Write out exactly the lines below that run from the line containing "of the orange" through the last line of the records.

* **Stored data entries**:
%%

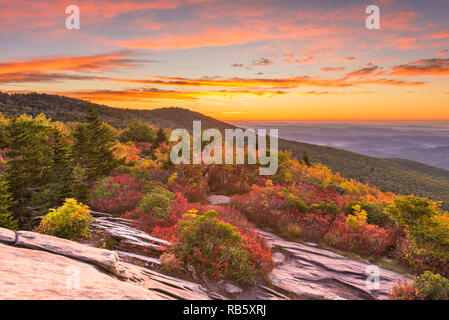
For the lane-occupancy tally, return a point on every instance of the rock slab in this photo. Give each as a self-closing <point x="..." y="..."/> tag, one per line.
<point x="7" y="236"/>
<point x="103" y="258"/>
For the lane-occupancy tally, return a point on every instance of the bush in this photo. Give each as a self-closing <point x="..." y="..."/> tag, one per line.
<point x="117" y="195"/>
<point x="428" y="286"/>
<point x="154" y="209"/>
<point x="425" y="226"/>
<point x="358" y="218"/>
<point x="219" y="250"/>
<point x="404" y="290"/>
<point x="367" y="240"/>
<point x="70" y="221"/>
<point x="432" y="286"/>
<point x="7" y="221"/>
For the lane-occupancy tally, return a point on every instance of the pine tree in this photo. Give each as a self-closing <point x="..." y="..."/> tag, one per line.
<point x="29" y="161"/>
<point x="93" y="147"/>
<point x="59" y="178"/>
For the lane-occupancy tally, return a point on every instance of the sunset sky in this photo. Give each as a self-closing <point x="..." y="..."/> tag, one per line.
<point x="252" y="60"/>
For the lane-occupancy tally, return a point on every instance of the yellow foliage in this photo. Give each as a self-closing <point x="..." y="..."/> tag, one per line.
<point x="359" y="217"/>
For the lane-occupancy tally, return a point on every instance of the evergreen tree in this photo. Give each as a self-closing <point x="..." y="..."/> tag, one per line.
<point x="29" y="161"/>
<point x="305" y="159"/>
<point x="60" y="176"/>
<point x="93" y="147"/>
<point x="138" y="132"/>
<point x="161" y="136"/>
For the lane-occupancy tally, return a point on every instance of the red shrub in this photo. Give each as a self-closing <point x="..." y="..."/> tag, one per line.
<point x="404" y="290"/>
<point x="117" y="195"/>
<point x="146" y="221"/>
<point x="368" y="240"/>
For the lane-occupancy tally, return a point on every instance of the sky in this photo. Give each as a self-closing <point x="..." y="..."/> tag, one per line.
<point x="235" y="60"/>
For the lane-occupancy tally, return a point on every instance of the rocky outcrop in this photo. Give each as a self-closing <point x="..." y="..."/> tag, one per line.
<point x="302" y="270"/>
<point x="36" y="266"/>
<point x="312" y="272"/>
<point x="103" y="258"/>
<point x="35" y="274"/>
<point x="7" y="236"/>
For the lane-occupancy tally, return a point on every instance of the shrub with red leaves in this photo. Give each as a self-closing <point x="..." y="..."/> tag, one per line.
<point x="368" y="240"/>
<point x="117" y="195"/>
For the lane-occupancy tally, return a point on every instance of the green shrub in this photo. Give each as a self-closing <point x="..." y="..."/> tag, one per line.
<point x="425" y="225"/>
<point x="7" y="221"/>
<point x="432" y="286"/>
<point x="70" y="221"/>
<point x="428" y="286"/>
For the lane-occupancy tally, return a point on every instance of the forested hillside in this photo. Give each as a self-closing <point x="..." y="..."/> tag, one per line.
<point x="395" y="175"/>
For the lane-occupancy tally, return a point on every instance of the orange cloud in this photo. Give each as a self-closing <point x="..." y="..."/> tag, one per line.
<point x="441" y="53"/>
<point x="439" y="35"/>
<point x="424" y="67"/>
<point x="221" y="37"/>
<point x="333" y="69"/>
<point x="103" y="62"/>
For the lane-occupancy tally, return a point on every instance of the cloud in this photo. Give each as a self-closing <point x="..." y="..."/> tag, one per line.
<point x="346" y="59"/>
<point x="369" y="70"/>
<point x="439" y="35"/>
<point x="262" y="62"/>
<point x="333" y="69"/>
<point x="424" y="67"/>
<point x="441" y="53"/>
<point x="305" y="60"/>
<point x="101" y="62"/>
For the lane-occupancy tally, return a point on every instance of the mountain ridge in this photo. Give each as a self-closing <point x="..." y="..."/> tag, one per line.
<point x="396" y="175"/>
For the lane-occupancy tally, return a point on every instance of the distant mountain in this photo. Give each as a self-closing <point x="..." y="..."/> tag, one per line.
<point x="422" y="141"/>
<point x="395" y="175"/>
<point x="60" y="108"/>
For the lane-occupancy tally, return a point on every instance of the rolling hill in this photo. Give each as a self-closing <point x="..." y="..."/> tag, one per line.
<point x="397" y="175"/>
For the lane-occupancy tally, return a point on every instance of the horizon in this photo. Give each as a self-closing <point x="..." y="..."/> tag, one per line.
<point x="235" y="61"/>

%%

* **TASK RESULT**:
For the lane-occupancy tally, return a point on every instance of the orange cloud in this photo. Give each as a self-closing <point x="..." y="..."/> tag, one per line.
<point x="441" y="53"/>
<point x="439" y="35"/>
<point x="424" y="67"/>
<point x="221" y="37"/>
<point x="333" y="69"/>
<point x="103" y="62"/>
For the lane-occupancy tally, return a point on every instance of the cloud in this photo. Give each as a self-closing <point x="..." y="..."/> tag, one per line.
<point x="346" y="59"/>
<point x="369" y="70"/>
<point x="439" y="35"/>
<point x="262" y="62"/>
<point x="333" y="69"/>
<point x="424" y="67"/>
<point x="441" y="53"/>
<point x="305" y="60"/>
<point x="101" y="62"/>
For the lane-occupancy tally, return a point on every instance of the mountain ridge in this photo. Give each as a self-closing <point x="..." y="..."/> tag, one per line.
<point x="396" y="175"/>
For the lane-occupancy tally, return a point on every instance of the distant mountain in this photo. Give each as a self-closing <point x="..." y="..."/> tag, one per line.
<point x="422" y="141"/>
<point x="395" y="175"/>
<point x="60" y="108"/>
For the lane-occupancy tally, return a point on every instance of the rolling hill in this photo. Give each as a self-closing <point x="..." y="..."/> tag, one per line.
<point x="397" y="175"/>
For the lane-occupancy tally, return a point on every instance of the horizon in this photo. Give each as a self-closing <point x="..." y="..."/> tag, one per line.
<point x="235" y="61"/>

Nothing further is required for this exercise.